TASK:
Begin at the first line below and copy each line exactly, ending with the line where "point: gable roof" appears.

[EXCERPTED DATA Boundary: Start]

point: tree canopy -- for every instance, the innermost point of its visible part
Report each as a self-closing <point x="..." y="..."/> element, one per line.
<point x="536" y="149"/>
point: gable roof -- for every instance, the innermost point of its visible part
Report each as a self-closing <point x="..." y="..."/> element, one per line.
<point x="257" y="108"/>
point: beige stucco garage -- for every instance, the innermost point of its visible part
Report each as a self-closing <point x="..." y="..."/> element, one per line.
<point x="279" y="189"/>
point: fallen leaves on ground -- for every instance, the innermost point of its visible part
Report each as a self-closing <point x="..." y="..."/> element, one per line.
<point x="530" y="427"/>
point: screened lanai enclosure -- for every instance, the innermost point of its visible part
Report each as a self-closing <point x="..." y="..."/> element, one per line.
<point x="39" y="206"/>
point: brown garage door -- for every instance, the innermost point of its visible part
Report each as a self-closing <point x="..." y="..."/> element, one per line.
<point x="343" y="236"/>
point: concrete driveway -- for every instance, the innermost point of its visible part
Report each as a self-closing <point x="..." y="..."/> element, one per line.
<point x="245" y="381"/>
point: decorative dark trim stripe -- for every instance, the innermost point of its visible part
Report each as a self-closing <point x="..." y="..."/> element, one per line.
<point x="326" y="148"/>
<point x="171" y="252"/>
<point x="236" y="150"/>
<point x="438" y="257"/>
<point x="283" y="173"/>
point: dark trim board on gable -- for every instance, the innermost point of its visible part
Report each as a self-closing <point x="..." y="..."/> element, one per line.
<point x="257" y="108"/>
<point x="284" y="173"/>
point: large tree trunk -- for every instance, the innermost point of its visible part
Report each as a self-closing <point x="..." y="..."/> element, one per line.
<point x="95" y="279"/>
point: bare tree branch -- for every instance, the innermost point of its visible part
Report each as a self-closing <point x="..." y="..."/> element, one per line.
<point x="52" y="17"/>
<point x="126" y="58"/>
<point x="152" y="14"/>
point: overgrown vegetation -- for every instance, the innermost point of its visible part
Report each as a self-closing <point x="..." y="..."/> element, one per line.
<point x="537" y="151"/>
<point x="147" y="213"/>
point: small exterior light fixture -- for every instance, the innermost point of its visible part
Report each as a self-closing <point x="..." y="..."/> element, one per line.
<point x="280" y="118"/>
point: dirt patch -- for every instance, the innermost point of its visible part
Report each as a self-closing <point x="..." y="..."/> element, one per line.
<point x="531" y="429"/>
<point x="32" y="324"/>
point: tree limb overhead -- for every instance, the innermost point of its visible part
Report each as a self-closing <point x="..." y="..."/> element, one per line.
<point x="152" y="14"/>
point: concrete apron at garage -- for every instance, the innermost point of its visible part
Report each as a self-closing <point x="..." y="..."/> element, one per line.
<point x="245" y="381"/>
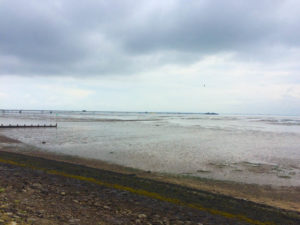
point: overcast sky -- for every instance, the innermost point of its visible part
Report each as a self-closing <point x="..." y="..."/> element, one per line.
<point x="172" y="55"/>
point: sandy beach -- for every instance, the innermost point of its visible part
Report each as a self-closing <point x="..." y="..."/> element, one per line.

[EXCERPTED DATA Boundary: End]

TASK RESPONSE:
point: tree canopy -- for every instance, the innermost point of its visible part
Report each as a self-closing <point x="..." y="..."/> element, one per line.
<point x="536" y="149"/>
point: gable roof -- for every instance, the innermost point of its visible part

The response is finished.